::: Provided passage :::

When Hardware Fails? - Thomas Chester's Blog

A failure of any kind requires you to remain calm while you triage the event, in order to minimize the damage as much as possible. Afterwards, you can look back on the failure with a clear head and identify the conditions that led to it, and implement improvements that minimize the change of the same failure in the future. In short, it is an opportunity to grow.

Background

The company I work for provides lifestyle coaching to participants to help them improve their quality of life and minimize their need for drastic medical intervention. The staff is comprised of registered nurses, dietitians, exercise physiologists, and diabetes educators. The company is paid by the organizations that the participants are part of, typically self-insured employers. The incentive is that if the participants change their lifestyles and become healthier, that will minimize the possible insurance expenses their employers will incur from extensive medical treatments. Our staff operates similar to a call center and uses a in-house hosted clinical application to drive and record the process. It should be obvious the the uptime of the clinical platform is very important.

Disaster Strikes

A little over a year ago, in the middle of the afternoon, I received an alert that one of the two clinical platforms was down. To complicate matters, the server hosting the platform was in one of our other sites halfway across the country. An onsite person conducted a visual inspection of the server and indicated that amber lights were showing on the front panel. Fortunately a basic KVM was attached to the server so that I could see the console remotely. It was sitting on the disk array BIOS screen indicating a drive had failed. This initially was somewhat puzzling as all of the servers I setup had either RAID-1 or RAID-5 arrays which can survive a single drive failure. To my horror, this server, which had been setup by one of my predecessors, was RAID-0. RAID-0 is designed for performance and does not have any redundancy built into it. This means that not only was the server down, but the data was not recoverable.

Options

Our first priority was to get the server online as soon as possible. To that end we had two options: one, replace the drive and rebuild the server, or two, re-purpose another online server.

In regard to the first option, we had two spare drives of a larger capacity which would give us a new RAID-1 drive array. This new array, due to the larger drives, would have more capacity than the original RAID-0 drive. Then we would need to reinstall the operating system, the hardware drivers, and finally the backup agent. At that point we could connect to the backup server and restore the original drive contents. The downside to this option was that the onsite personnel were developers and not system administrators skilled at bootstrapping a system.

Option two seemed like a better option since the server chosen for re-purposing was closer to the specifications of the failed server. In addition it also had the same operating system and database server versions. This would lessen the upfront time needed and allow us to immediately focus on the tape restores.

We chose option two and were able to have the server back online early the next morning. Because of that choice the call center was only down for about seven hours out of a normal twelve hour day. Also due to the database log backups occurring once an hour, in total less than an hour of data was lost due to the failure.

:::

▶ What you will do
• A. In one to three sentences, explain why option two was considered better than rebuilding the failed server, according to the hardware-failure post.
• B. List every type of staff member that the hardware-failure post names as part of the company's staff.
• C. Continue the blog post about the RAID-0 server failure from its final sentence.
The items that come next have nothing to do with the hardware-failure post.

::: Extracted information :::

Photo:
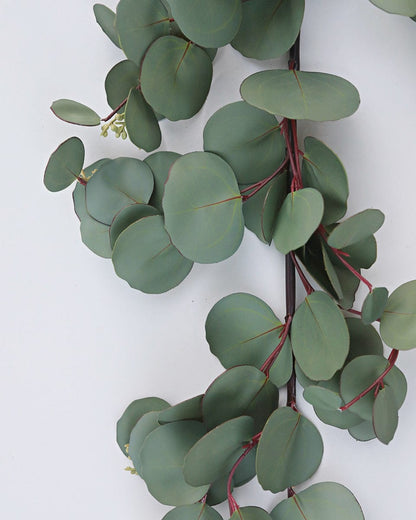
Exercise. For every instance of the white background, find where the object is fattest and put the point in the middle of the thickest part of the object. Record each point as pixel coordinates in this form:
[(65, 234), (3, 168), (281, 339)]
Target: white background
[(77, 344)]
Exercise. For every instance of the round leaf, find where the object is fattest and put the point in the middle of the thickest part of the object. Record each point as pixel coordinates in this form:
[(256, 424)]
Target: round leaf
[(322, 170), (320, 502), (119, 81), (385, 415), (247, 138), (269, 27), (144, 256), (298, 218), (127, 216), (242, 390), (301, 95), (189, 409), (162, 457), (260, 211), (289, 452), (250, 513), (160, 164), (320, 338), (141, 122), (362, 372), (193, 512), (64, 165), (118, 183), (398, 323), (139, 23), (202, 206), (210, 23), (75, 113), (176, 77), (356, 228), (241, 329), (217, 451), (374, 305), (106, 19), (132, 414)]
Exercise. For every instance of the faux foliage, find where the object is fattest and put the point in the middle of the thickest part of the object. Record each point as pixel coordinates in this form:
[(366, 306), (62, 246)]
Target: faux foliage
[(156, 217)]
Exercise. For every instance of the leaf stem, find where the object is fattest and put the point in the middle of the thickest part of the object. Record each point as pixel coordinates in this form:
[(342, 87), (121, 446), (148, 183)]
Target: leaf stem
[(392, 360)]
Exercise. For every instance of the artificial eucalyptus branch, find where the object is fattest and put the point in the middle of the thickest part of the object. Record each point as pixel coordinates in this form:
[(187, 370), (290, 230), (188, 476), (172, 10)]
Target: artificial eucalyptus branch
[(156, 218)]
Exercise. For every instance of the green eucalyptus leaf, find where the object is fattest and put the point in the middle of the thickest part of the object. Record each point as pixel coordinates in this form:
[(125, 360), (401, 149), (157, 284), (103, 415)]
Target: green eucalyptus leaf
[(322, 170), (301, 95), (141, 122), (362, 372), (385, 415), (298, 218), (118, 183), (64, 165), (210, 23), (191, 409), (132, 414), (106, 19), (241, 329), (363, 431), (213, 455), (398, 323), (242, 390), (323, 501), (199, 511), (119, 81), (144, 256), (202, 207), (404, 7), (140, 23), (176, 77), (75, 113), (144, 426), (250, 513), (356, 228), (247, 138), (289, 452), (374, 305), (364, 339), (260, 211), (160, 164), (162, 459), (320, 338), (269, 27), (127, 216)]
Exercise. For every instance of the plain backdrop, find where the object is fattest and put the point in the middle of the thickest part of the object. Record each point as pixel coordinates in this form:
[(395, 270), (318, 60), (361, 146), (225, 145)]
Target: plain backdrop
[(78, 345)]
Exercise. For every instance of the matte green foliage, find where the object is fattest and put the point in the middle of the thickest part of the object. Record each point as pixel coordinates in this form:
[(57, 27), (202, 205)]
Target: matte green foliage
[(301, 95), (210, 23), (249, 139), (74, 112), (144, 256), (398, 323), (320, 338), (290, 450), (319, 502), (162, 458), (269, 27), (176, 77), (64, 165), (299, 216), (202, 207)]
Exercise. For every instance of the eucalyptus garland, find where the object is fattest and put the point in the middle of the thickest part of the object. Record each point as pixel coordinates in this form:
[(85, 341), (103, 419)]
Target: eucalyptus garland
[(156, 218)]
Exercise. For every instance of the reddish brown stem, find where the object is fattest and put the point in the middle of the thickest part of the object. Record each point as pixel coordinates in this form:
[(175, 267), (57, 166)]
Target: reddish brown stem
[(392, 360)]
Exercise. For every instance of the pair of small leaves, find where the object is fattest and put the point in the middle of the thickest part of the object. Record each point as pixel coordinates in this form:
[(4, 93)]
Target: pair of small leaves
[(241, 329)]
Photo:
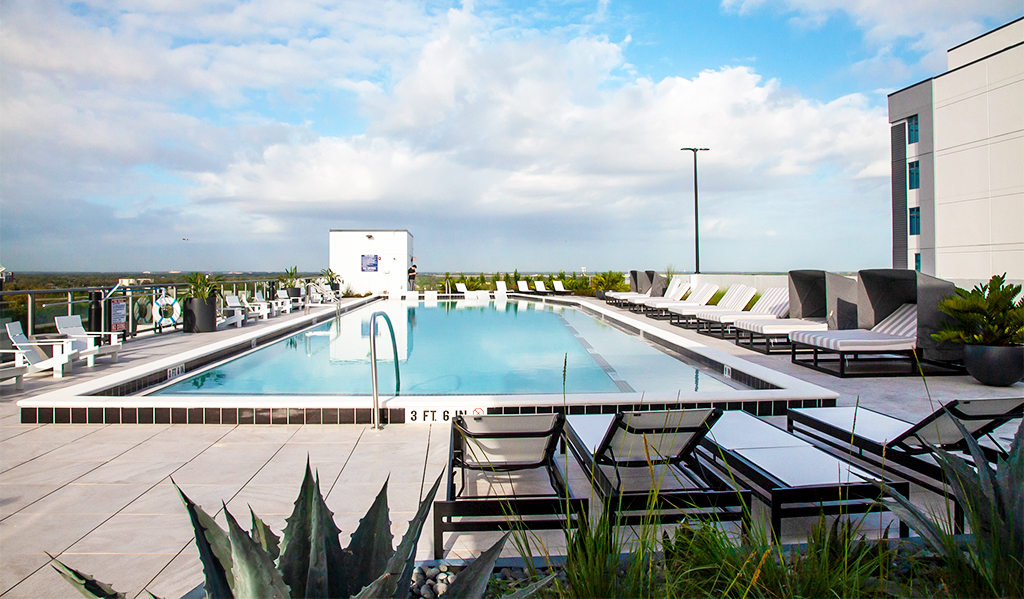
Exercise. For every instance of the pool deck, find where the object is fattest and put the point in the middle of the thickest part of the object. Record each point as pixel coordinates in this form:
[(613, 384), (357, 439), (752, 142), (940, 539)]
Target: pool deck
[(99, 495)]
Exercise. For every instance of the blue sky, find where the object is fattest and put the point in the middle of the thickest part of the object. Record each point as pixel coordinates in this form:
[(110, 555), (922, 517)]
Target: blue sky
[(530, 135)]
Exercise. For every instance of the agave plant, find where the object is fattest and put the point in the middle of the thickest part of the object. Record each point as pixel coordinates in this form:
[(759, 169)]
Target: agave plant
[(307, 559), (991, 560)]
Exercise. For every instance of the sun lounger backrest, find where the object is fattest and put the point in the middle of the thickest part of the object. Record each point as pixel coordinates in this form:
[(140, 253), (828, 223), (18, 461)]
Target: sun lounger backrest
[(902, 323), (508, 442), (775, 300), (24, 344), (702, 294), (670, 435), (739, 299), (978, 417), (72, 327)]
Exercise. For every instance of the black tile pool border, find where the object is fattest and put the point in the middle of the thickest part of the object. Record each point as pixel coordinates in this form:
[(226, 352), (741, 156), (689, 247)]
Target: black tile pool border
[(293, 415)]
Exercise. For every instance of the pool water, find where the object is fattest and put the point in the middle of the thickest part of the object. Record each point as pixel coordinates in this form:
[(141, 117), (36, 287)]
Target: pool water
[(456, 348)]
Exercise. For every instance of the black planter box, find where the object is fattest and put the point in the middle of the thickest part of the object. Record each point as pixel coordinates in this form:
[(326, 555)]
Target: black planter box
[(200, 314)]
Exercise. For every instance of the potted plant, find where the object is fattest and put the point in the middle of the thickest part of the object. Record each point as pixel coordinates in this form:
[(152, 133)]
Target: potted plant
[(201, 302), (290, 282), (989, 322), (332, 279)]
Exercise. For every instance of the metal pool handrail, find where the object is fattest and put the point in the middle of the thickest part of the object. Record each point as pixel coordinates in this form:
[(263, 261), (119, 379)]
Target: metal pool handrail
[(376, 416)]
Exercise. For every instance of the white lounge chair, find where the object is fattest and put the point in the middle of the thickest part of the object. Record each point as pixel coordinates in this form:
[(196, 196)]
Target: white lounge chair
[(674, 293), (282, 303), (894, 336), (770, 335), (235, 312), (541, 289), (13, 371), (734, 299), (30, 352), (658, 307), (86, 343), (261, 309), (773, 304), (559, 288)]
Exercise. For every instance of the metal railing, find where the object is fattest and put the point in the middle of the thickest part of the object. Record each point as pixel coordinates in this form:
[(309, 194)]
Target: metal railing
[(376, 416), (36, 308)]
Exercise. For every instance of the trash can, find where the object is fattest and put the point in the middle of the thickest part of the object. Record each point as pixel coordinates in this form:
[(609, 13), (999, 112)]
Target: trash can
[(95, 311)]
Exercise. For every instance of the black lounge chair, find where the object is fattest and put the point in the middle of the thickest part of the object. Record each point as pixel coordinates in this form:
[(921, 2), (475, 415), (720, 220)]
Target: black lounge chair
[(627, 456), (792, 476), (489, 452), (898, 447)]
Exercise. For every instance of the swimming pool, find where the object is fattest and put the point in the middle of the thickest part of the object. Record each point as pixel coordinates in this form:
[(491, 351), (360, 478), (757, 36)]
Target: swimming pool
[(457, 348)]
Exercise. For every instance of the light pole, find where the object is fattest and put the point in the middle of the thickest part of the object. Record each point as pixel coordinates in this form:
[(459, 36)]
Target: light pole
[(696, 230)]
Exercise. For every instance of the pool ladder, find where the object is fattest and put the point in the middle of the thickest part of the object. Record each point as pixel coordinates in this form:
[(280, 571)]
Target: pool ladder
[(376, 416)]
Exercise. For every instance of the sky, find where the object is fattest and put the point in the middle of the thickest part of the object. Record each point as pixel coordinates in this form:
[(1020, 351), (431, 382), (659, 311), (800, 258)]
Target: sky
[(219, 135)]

:::

▶ Answers to the exercise
• A. The server chosen for re-purposing was closer to the specifications of the failed server and already ran the same operating system and database server versions. This would cut the upfront setup time and let the team go straight to the tape restores.

• B. Registered nurses, dietitians, exercise physiologists, diabetes educators

• C.
Lessons Learned

Immediately after the server was brought back online, I reviewed all of the servers to confirm that they were all running at RAID-1 or RAID-5. In addition, I had an onsite inventory of spare disks conducted and put in a requisition for any sizes that were missing. Secondly, there was a chance that the failed disk had actually been failing for a while but monitoring wasn’t in place to detect it. I then deployed the hardware vendor’s SNMP monitoring software to any server that did not currently have it. After it was deployed, I reviewed the disk inventory on each server to verify the health status of the RAID arrays as well as the status of the hot spares.

With the remaining servers inventoried and monitored, I turned my attention back to thoughts on minimizing recovery windows in the future. I requisitioned replacement parts, both memory and disks, for the original failed server. I was going to bring it back as a standby server for not only the call center application that was originally hosted, but also the other one that was spared from the failure. The rebuilt server would have two database instances and enough storage and memory to run both clinical applications if necessary.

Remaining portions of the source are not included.